__DOCUMENT PASSAGE__:

>> BEGIN

SDE Sea Wave is a type of renewable energy power plant technology utilizing sea wave energy for the production of electricity.

Description
The device is made of horizontal buoys, one end of which is attached to a breakwater, or on some other sea-based structure, which create a vertical motion, according to the frequency of the sea wave. The buoys' movement presses on a hydraulic liquid, which is regulated by systems that convert the energy into circular systems. These systems operate an electricity generator and the process culminates in electricity production. The system's innovation is based on its self-correcting mechanism whereby, should a large wave overwhelm the buoy, it would flip over and then "wait" for a lower tide to flip back. The system's high survivability capability is based on the fact that only 10% of its components are submerged in sea water.

>> END

__DATASET EXTRACT__:
>> BEGIN

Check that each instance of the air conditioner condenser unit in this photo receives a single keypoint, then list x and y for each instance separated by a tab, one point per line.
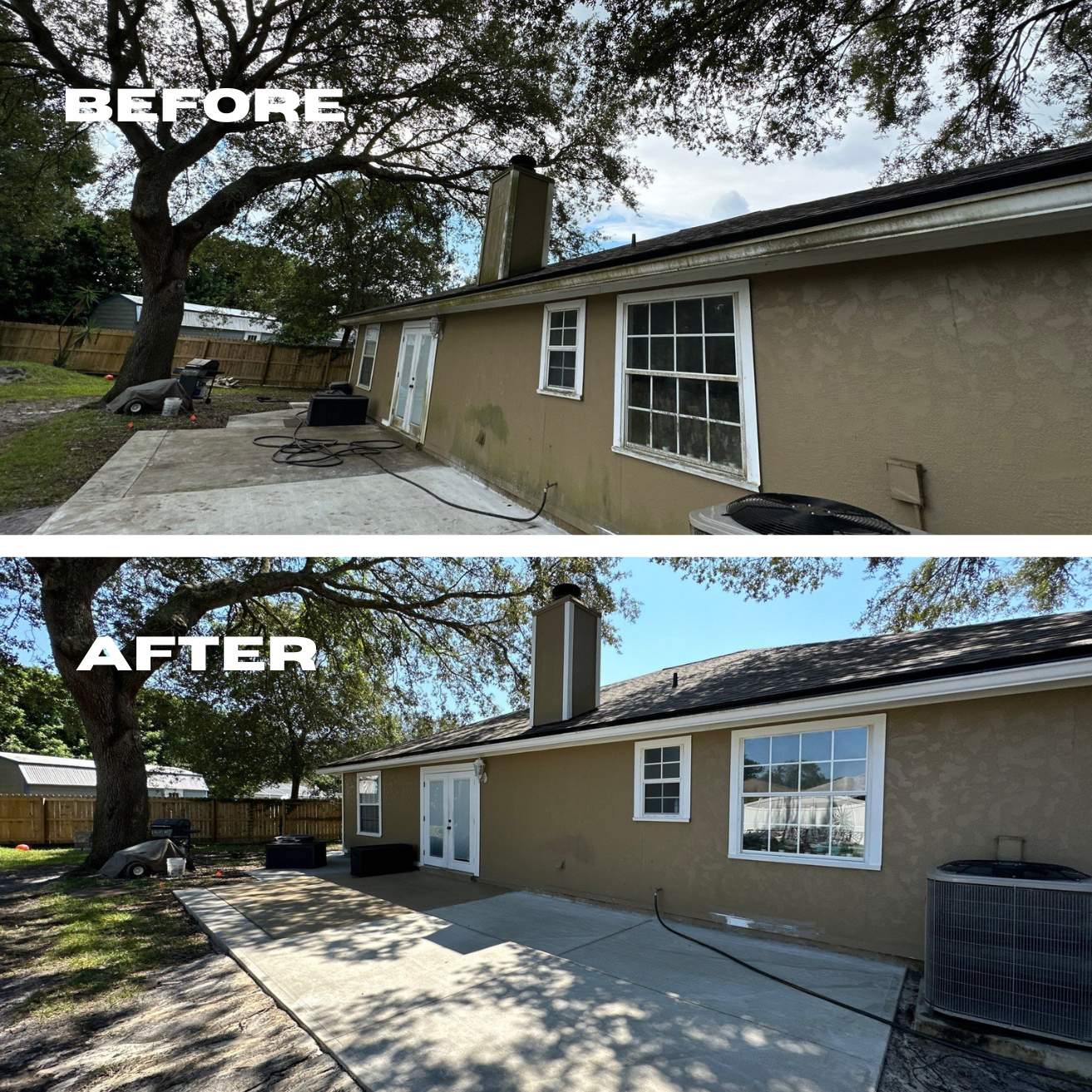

>> END

__WHAT YOU HAVE TO DO__: Turn the paragraph beginning "The device is made of horizontal buoys" in the SDE Sea Wave text into a short bulleted list that keeps its main facts. Rely only on the SDE Sea Wave text to respond.

__ANSWER TO THE PROBLEM__:
- Horizontal buoys are attached at one end to a breakwater or another sea-based structure.
- Sea waves move the buoys vertically, at the frequency of the waves.
- The buoys press on a hydraulic liquid. Regulating systems convert that energy into circular motion.
- The circular motion drives an electricity generator.
- The system corrects itself: if a large wave overwhelms a buoy, the buoy flips over and waits for a lower tide to flip back.
- Only 10% of the components are submerged in seawater, which makes the system highly survivable.